[[ EXCERPTED RECORDS, beginning ]]

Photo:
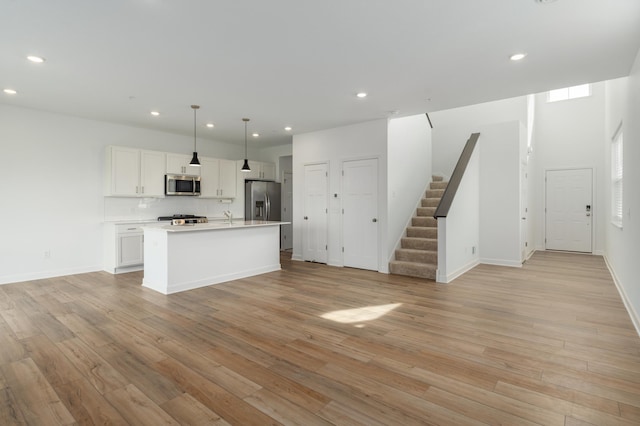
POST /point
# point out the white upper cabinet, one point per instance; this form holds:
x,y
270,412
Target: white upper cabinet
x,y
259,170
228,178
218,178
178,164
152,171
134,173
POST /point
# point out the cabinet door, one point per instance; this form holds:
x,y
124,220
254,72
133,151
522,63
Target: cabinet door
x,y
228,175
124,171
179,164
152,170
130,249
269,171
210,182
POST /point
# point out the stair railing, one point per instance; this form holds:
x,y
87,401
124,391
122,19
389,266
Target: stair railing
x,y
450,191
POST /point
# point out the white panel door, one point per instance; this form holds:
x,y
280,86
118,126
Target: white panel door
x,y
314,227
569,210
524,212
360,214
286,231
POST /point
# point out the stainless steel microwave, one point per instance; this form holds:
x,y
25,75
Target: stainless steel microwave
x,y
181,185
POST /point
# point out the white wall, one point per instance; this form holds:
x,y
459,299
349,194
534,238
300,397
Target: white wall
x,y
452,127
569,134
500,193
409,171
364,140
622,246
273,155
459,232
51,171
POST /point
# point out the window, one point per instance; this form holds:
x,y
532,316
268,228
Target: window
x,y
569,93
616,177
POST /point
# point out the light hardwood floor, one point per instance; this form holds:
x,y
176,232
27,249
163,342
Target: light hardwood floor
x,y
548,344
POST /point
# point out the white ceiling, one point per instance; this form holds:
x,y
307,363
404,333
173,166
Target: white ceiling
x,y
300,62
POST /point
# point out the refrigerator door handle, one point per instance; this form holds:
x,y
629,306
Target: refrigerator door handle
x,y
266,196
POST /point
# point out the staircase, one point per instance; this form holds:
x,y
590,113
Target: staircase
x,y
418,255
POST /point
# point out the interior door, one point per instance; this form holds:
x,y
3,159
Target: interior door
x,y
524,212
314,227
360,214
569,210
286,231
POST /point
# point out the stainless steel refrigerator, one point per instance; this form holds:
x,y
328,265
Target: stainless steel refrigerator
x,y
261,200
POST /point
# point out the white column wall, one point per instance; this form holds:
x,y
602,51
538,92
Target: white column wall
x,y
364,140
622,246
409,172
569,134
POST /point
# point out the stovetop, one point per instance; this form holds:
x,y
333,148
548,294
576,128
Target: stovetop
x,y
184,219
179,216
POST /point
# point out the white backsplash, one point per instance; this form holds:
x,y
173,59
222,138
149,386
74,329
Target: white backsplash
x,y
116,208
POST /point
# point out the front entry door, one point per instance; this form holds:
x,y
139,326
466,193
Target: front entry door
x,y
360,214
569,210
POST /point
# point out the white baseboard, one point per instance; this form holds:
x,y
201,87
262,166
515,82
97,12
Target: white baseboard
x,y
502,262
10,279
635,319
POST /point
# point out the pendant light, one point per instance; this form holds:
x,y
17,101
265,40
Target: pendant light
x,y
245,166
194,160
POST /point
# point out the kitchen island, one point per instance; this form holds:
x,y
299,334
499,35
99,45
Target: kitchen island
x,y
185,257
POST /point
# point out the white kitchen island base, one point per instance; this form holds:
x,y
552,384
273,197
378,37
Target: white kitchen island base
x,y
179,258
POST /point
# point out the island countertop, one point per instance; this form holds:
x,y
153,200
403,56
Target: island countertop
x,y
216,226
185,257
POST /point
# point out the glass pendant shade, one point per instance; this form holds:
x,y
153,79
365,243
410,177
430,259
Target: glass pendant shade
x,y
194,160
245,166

[[ EXCERPTED RECORDS, end ]]
[[ EXCERPTED RECORDS, beginning ]]

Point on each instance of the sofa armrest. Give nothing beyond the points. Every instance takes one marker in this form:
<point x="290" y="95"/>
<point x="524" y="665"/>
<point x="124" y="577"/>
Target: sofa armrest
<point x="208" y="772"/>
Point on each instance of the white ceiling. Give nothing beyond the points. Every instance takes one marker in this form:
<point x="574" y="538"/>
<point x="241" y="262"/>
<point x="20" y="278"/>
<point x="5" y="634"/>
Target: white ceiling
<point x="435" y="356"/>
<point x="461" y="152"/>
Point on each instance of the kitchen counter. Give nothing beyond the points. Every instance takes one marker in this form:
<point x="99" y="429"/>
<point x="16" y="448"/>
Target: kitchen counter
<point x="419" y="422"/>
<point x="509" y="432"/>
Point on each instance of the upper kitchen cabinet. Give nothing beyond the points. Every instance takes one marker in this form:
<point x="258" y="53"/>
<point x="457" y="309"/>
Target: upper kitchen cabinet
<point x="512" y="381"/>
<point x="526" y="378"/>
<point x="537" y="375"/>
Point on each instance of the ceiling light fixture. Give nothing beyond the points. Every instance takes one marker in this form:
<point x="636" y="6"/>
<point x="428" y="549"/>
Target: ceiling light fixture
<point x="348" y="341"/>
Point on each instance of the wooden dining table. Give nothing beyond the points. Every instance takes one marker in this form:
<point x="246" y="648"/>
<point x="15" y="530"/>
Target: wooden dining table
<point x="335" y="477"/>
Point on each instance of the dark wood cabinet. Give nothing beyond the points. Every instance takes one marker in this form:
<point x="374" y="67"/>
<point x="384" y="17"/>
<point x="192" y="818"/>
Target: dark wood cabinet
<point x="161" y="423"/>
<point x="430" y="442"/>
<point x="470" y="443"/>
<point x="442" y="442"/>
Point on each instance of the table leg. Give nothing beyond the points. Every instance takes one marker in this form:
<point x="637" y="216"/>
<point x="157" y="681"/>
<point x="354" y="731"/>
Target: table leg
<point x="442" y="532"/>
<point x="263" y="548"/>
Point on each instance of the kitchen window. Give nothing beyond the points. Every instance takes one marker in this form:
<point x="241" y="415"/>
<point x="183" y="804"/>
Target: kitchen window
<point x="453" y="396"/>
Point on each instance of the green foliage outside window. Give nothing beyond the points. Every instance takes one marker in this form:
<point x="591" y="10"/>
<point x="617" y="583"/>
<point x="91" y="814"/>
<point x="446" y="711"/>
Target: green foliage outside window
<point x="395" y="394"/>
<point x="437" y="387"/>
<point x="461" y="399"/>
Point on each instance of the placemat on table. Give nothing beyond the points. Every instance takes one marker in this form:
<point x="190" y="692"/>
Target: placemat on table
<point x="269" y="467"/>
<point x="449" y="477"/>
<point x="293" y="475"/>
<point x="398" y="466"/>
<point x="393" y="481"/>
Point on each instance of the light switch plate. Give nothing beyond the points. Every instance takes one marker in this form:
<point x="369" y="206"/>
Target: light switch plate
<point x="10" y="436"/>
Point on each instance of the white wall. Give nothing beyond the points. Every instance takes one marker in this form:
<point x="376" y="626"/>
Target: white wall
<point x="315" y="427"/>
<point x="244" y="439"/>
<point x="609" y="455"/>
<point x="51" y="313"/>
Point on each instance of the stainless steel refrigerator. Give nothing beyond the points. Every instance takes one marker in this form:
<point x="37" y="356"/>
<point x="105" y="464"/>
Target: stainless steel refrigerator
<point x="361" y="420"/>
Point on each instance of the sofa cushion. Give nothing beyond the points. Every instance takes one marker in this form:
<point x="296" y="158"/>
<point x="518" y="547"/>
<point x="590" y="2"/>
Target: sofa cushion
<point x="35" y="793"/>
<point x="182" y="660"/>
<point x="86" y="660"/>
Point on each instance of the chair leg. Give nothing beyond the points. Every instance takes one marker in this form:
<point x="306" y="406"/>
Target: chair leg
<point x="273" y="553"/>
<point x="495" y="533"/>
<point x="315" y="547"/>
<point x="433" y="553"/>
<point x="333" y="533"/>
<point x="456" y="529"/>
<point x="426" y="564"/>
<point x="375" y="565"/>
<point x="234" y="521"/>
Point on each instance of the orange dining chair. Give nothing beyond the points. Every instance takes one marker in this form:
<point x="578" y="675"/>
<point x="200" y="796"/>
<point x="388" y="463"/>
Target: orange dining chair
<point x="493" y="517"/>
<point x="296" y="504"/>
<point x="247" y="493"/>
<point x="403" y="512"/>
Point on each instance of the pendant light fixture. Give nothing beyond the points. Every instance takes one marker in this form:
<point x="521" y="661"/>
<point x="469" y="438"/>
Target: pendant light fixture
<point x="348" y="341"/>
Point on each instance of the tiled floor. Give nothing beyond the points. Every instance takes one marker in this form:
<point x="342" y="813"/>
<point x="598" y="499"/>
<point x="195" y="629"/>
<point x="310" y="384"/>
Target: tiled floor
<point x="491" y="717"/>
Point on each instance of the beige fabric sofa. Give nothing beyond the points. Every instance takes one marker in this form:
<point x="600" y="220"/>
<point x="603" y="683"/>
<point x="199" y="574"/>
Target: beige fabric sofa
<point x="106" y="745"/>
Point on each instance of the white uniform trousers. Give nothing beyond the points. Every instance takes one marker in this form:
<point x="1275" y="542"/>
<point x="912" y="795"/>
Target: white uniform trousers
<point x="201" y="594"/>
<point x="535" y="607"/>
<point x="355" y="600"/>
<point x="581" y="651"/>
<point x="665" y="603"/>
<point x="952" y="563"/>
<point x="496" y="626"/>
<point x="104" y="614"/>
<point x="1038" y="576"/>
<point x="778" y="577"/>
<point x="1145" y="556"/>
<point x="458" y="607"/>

[[ EXCERPTED RECORDS, end ]]
[[ EXCERPTED RECORDS, beginning ]]

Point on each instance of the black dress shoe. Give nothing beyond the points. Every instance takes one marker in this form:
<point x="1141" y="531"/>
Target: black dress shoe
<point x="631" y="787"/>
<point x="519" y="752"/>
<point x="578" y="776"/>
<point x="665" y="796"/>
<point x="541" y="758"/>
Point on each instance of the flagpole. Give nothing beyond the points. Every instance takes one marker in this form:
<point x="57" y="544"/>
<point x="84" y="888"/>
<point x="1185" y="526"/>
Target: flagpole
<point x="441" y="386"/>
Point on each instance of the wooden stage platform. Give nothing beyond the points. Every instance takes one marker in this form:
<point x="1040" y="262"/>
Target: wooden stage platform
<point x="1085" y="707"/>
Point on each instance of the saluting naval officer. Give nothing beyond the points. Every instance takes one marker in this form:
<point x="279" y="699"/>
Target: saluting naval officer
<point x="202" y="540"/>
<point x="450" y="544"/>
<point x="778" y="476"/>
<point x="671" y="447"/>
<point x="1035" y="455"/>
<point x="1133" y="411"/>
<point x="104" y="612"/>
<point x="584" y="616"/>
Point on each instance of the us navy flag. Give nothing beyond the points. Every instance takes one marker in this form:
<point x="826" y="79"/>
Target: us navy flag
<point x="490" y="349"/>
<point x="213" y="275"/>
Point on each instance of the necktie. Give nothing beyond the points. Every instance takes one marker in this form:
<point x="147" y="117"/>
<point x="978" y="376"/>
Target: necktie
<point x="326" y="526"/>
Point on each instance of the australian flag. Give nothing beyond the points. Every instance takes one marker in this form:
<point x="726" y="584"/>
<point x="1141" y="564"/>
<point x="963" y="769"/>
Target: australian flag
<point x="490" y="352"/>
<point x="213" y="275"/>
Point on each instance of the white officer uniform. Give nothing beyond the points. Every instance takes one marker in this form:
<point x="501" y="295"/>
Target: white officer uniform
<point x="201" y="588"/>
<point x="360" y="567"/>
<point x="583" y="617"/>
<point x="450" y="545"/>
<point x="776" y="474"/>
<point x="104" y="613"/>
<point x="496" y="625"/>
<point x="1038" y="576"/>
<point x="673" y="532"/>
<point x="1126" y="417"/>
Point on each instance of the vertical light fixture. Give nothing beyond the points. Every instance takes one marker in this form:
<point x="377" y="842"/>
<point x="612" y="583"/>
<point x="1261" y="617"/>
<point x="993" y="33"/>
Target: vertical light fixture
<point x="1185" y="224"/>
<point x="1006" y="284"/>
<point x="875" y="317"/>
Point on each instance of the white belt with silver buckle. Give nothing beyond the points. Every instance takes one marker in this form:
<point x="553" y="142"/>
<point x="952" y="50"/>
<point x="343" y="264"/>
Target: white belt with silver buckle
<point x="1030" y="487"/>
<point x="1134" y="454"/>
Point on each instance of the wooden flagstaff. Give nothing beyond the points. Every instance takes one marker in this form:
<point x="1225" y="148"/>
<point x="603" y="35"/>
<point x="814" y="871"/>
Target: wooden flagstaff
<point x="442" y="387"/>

[[ EXCERPTED RECORDS, end ]]

> _TASK GOAL_:
Above are the records; repeat exactly the lines from the one holding "Target: sofa cushion" down to the one holding "Point on each instance of the white uniform", end lines included.

> _EXERCISE OUTPUT_:
Target: sofa cushion
<point x="35" y="793"/>
<point x="182" y="660"/>
<point x="86" y="660"/>
Point on each instance of the chair leg. Give nothing beyond the points. Every instance takes one marker in this form:
<point x="306" y="406"/>
Target: chair leg
<point x="273" y="553"/>
<point x="495" y="533"/>
<point x="315" y="547"/>
<point x="433" y="553"/>
<point x="333" y="533"/>
<point x="456" y="529"/>
<point x="426" y="564"/>
<point x="375" y="565"/>
<point x="234" y="521"/>
Point on each instance of the orange dining chair. Give nothing beyond the points. Every instance takes one marker in this form:
<point x="578" y="675"/>
<point x="200" y="796"/>
<point x="388" y="463"/>
Target: orange dining chair
<point x="493" y="517"/>
<point x="296" y="504"/>
<point x="247" y="493"/>
<point x="403" y="512"/>
Point on each instance of the pendant light fixture. Give nothing beyond the points. Every instance takes one marker in this form:
<point x="521" y="661"/>
<point x="469" y="438"/>
Target: pendant light fixture
<point x="348" y="341"/>
Point on each instance of the tiled floor. Give nothing beyond the points. Every instance takes one marker in this form:
<point x="342" y="813"/>
<point x="598" y="499"/>
<point x="195" y="629"/>
<point x="310" y="384"/>
Target: tiled floor
<point x="491" y="717"/>
Point on each instance of the beige fabric sofa. Give nothing beyond the points. Every instance takes one marker in this form:
<point x="600" y="220"/>
<point x="603" y="683"/>
<point x="199" y="574"/>
Target: beige fabric sofa
<point x="106" y="745"/>
Point on each instance of the white uniform trousers. Give nothing beyond the points. Every instance takes one marker in this form:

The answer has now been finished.